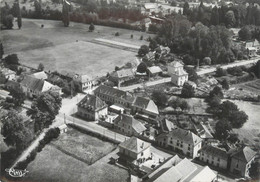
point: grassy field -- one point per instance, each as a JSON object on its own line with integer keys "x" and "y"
{"x": 55, "y": 165}
{"x": 83, "y": 147}
{"x": 69, "y": 48}
{"x": 51, "y": 165}
{"x": 250, "y": 131}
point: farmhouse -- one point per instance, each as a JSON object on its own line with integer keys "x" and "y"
{"x": 121, "y": 76}
{"x": 154, "y": 70}
{"x": 112, "y": 95}
{"x": 178, "y": 75}
{"x": 134, "y": 151}
{"x": 6, "y": 74}
{"x": 84, "y": 81}
{"x": 33, "y": 86}
{"x": 40, "y": 75}
{"x": 92, "y": 108}
{"x": 128, "y": 125}
{"x": 145, "y": 106}
{"x": 214, "y": 156}
{"x": 177, "y": 169}
{"x": 241, "y": 160}
{"x": 182, "y": 141}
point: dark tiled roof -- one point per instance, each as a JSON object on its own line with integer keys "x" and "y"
{"x": 244, "y": 154}
{"x": 185, "y": 136}
{"x": 215, "y": 151}
{"x": 141, "y": 102}
{"x": 92, "y": 102}
{"x": 135, "y": 145}
{"x": 128, "y": 119}
{"x": 32, "y": 83}
{"x": 113, "y": 92}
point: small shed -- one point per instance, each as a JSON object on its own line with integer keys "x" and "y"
{"x": 63, "y": 128}
{"x": 154, "y": 70}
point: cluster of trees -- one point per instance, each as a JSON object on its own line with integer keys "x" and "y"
{"x": 233, "y": 16}
{"x": 8, "y": 14}
{"x": 196, "y": 43}
{"x": 44, "y": 110}
{"x": 249, "y": 32}
{"x": 227, "y": 113}
{"x": 50, "y": 134}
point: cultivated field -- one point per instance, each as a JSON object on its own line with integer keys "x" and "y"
{"x": 69, "y": 48}
{"x": 83, "y": 147}
{"x": 53, "y": 165}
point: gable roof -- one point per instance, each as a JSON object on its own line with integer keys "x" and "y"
{"x": 215, "y": 151}
{"x": 135, "y": 145}
{"x": 185, "y": 136}
{"x": 145, "y": 103}
{"x": 92, "y": 102}
{"x": 129, "y": 119}
{"x": 6, "y": 71}
{"x": 185, "y": 171}
{"x": 155, "y": 69}
{"x": 244, "y": 154}
{"x": 175, "y": 64}
{"x": 35, "y": 84}
{"x": 122, "y": 73}
{"x": 40, "y": 75}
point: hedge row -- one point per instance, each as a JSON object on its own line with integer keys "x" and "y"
{"x": 51, "y": 134}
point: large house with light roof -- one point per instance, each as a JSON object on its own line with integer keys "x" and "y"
{"x": 92, "y": 108}
{"x": 182, "y": 141}
{"x": 128, "y": 125}
{"x": 134, "y": 151}
{"x": 176, "y": 169}
{"x": 178, "y": 75}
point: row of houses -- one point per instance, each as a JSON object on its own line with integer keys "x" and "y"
{"x": 175, "y": 69}
{"x": 135, "y": 152}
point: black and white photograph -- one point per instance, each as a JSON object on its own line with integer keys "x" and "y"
{"x": 130, "y": 90}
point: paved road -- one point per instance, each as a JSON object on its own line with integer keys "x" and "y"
{"x": 149, "y": 83}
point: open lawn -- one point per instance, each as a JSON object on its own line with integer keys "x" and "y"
{"x": 52, "y": 165}
{"x": 69, "y": 48}
{"x": 83, "y": 147}
{"x": 250, "y": 131}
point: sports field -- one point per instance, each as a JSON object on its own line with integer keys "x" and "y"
{"x": 70, "y": 48}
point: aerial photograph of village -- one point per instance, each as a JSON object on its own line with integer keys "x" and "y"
{"x": 130, "y": 90}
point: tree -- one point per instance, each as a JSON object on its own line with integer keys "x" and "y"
{"x": 44, "y": 109}
{"x": 187, "y": 90}
{"x": 220, "y": 72}
{"x": 40, "y": 67}
{"x": 12, "y": 59}
{"x": 15, "y": 132}
{"x": 142, "y": 68}
{"x": 8, "y": 21}
{"x": 18, "y": 96}
{"x": 159, "y": 98}
{"x": 230, "y": 18}
{"x": 153, "y": 44}
{"x": 186, "y": 8}
{"x": 91, "y": 27}
{"x": 225, "y": 84}
{"x": 65, "y": 13}
{"x": 222, "y": 129}
{"x": 19, "y": 16}
{"x": 216, "y": 92}
{"x": 245, "y": 33}
{"x": 144, "y": 49}
{"x": 1, "y": 50}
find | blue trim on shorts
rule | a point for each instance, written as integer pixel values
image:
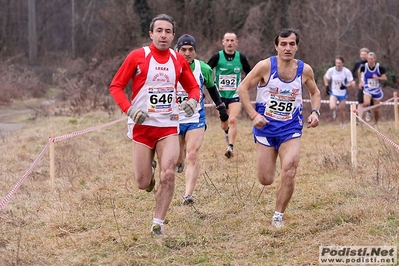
(228, 101)
(341, 98)
(184, 128)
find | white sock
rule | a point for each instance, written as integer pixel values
(278, 214)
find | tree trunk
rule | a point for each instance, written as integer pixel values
(32, 32)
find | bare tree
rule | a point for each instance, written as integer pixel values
(32, 32)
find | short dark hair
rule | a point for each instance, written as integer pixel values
(163, 17)
(287, 32)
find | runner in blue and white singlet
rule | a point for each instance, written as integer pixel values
(277, 115)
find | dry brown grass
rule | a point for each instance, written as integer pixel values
(96, 216)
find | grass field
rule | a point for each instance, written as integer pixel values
(95, 215)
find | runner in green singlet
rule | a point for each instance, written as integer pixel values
(228, 65)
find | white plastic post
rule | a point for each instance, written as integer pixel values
(353, 136)
(52, 167)
(395, 108)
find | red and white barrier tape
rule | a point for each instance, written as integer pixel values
(376, 131)
(19, 183)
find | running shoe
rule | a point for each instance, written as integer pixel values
(334, 114)
(156, 230)
(180, 167)
(277, 222)
(229, 152)
(226, 138)
(368, 116)
(152, 183)
(188, 200)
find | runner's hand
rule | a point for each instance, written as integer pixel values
(223, 115)
(137, 115)
(189, 106)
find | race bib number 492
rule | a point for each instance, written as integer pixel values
(160, 99)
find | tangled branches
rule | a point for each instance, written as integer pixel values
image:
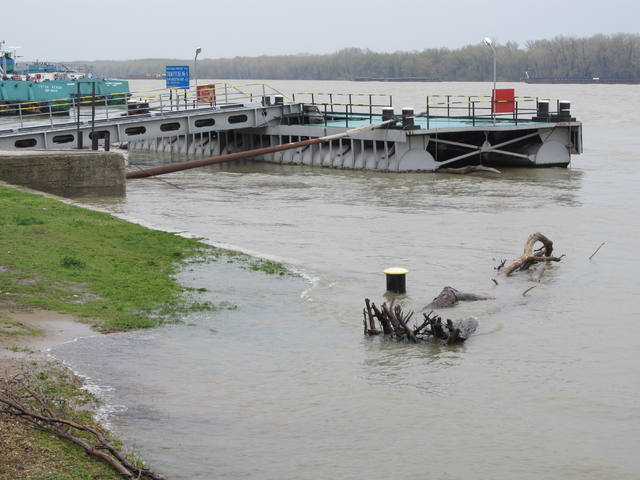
(395, 323)
(28, 403)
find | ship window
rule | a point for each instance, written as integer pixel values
(205, 122)
(63, 139)
(238, 119)
(29, 142)
(101, 134)
(135, 131)
(169, 127)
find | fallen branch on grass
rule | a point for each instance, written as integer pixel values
(20, 399)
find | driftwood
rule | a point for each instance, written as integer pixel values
(450, 296)
(20, 399)
(531, 257)
(395, 324)
(468, 169)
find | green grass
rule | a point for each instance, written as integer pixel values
(33, 453)
(68, 259)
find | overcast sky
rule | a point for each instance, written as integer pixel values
(57, 30)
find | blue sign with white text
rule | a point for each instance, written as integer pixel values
(177, 76)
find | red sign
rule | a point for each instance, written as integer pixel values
(207, 94)
(503, 100)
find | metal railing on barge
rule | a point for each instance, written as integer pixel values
(471, 110)
(124, 105)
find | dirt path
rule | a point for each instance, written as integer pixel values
(53, 329)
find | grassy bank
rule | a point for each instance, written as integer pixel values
(113, 273)
(110, 273)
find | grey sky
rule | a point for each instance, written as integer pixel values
(55, 30)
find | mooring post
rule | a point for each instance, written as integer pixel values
(396, 279)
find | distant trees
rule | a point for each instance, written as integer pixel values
(598, 56)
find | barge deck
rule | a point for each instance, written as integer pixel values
(452, 131)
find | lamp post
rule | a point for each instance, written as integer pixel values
(489, 43)
(195, 65)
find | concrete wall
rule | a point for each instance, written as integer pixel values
(66, 173)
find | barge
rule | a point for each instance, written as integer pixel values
(43, 88)
(352, 131)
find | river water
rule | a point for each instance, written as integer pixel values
(287, 386)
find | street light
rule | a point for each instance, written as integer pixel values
(195, 64)
(489, 43)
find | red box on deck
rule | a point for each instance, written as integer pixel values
(503, 100)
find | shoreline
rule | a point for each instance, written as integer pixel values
(53, 329)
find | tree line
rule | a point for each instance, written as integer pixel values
(604, 56)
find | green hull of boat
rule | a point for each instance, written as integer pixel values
(57, 95)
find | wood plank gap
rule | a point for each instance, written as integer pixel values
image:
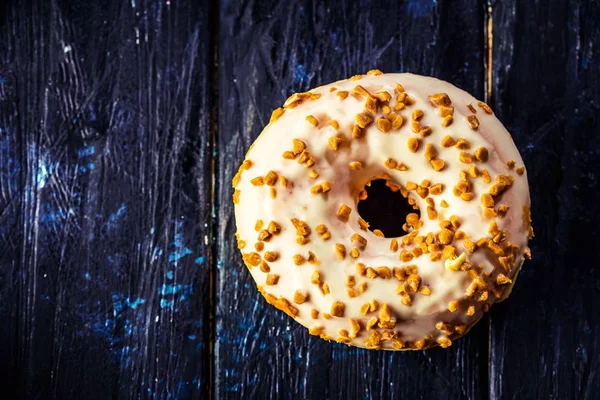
(486, 346)
(489, 30)
(214, 154)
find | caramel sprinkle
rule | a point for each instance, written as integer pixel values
(481, 154)
(277, 113)
(363, 120)
(355, 165)
(334, 143)
(271, 178)
(453, 306)
(465, 157)
(357, 132)
(390, 163)
(344, 212)
(440, 99)
(485, 107)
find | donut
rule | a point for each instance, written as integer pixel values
(313, 256)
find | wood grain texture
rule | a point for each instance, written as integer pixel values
(268, 50)
(544, 341)
(105, 194)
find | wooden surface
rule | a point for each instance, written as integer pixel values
(122, 122)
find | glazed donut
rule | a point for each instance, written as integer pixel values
(314, 257)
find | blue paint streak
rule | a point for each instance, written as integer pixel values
(420, 8)
(180, 249)
(120, 212)
(164, 303)
(86, 151)
(300, 75)
(178, 254)
(169, 289)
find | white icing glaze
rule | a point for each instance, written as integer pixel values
(255, 203)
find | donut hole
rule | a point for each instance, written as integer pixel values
(385, 209)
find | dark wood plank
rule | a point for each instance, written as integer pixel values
(269, 49)
(545, 337)
(105, 199)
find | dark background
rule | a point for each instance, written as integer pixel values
(122, 122)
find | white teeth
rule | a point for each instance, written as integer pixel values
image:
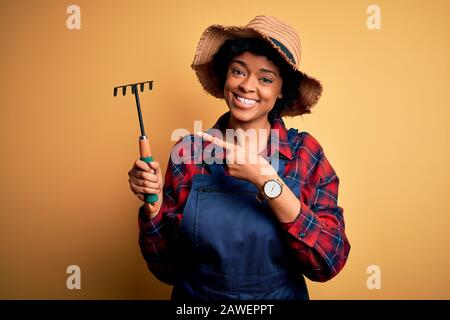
(246, 101)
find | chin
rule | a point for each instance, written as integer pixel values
(242, 115)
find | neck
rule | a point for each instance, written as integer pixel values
(261, 135)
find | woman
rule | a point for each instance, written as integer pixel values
(229, 229)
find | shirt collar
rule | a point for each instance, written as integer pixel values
(277, 124)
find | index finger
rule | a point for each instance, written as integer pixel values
(214, 140)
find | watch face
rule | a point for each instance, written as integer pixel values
(272, 189)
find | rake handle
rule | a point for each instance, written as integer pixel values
(146, 156)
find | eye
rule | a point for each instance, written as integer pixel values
(266, 80)
(237, 72)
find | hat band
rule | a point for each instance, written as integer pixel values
(284, 49)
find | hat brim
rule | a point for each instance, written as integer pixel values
(214, 36)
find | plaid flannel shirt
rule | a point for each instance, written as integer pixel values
(316, 237)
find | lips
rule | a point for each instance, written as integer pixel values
(245, 102)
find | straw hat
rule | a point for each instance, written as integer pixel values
(278, 34)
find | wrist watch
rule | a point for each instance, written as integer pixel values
(272, 189)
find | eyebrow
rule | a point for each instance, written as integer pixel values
(262, 69)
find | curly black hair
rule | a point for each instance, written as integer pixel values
(235, 47)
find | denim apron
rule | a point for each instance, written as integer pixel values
(231, 247)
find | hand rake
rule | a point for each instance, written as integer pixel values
(144, 145)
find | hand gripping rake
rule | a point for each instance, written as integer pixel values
(144, 145)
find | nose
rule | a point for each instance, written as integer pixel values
(248, 84)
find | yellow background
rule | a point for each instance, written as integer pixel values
(67, 143)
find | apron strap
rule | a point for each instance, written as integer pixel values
(219, 169)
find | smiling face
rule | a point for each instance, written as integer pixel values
(252, 86)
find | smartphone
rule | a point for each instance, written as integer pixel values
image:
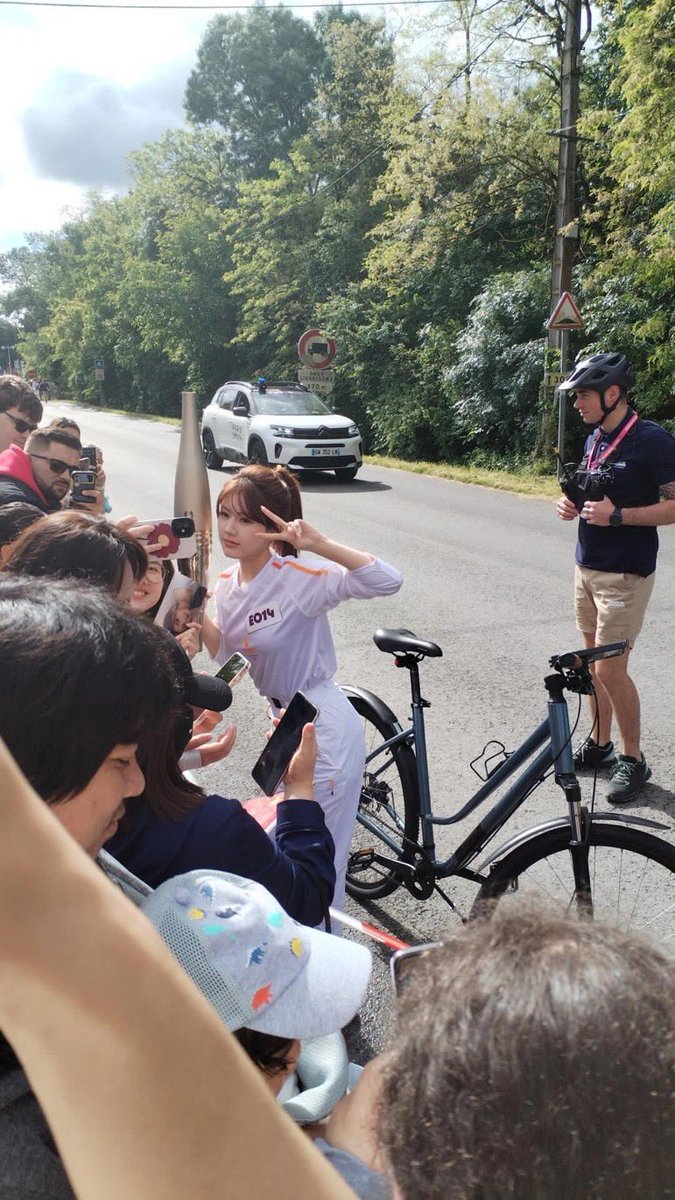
(233, 670)
(91, 455)
(172, 537)
(273, 763)
(83, 480)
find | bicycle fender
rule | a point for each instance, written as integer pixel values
(378, 706)
(519, 839)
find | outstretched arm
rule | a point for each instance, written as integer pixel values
(303, 535)
(144, 1090)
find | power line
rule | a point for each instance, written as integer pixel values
(211, 7)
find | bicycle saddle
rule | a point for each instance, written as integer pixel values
(402, 641)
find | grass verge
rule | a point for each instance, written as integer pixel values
(525, 483)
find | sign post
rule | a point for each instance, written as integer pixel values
(566, 316)
(316, 352)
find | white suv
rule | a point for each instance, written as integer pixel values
(272, 421)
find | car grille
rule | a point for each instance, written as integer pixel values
(321, 431)
(315, 463)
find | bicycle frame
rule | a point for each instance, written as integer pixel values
(553, 735)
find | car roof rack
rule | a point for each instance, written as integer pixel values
(287, 384)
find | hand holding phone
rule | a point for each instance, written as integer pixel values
(275, 759)
(233, 669)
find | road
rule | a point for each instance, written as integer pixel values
(488, 576)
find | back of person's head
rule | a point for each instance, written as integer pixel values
(64, 424)
(78, 676)
(16, 393)
(275, 487)
(77, 545)
(16, 517)
(533, 1060)
(47, 441)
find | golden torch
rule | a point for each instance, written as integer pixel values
(192, 497)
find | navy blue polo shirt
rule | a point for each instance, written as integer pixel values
(643, 462)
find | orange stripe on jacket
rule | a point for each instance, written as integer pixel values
(306, 570)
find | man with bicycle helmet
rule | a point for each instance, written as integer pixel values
(622, 490)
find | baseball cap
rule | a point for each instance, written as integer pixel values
(256, 966)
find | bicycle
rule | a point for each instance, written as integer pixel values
(605, 863)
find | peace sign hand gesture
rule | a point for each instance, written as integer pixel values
(299, 534)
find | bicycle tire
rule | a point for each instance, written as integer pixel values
(632, 887)
(389, 802)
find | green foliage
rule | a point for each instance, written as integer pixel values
(321, 183)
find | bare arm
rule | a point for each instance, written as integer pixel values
(95, 1029)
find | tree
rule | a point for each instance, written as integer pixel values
(256, 76)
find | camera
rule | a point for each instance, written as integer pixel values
(83, 480)
(586, 485)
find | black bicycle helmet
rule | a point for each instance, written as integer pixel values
(599, 372)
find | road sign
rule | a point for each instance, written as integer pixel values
(317, 379)
(566, 315)
(315, 349)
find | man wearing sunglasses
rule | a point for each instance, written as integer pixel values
(41, 473)
(21, 412)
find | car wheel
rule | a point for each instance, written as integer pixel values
(257, 453)
(211, 457)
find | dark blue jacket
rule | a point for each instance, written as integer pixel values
(219, 834)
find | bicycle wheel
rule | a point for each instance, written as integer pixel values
(632, 877)
(389, 801)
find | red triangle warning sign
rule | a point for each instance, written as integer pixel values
(566, 315)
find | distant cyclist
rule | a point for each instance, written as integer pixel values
(628, 466)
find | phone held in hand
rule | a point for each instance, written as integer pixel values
(273, 762)
(233, 669)
(171, 537)
(83, 481)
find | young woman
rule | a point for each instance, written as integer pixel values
(272, 606)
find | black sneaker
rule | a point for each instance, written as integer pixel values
(627, 778)
(590, 755)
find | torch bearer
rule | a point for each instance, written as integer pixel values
(191, 497)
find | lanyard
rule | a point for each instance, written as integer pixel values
(598, 461)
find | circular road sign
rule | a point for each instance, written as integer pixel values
(315, 349)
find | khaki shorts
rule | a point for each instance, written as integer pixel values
(610, 605)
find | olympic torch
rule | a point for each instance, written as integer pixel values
(191, 497)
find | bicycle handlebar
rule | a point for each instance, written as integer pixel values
(578, 659)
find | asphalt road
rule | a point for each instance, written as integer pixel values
(488, 576)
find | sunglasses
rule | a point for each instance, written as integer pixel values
(57, 465)
(19, 424)
(402, 963)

• WORK INSTRUCTIONS
Give nothing except how many lines of the records include "sign".

• EXPECTED OUTPUT
7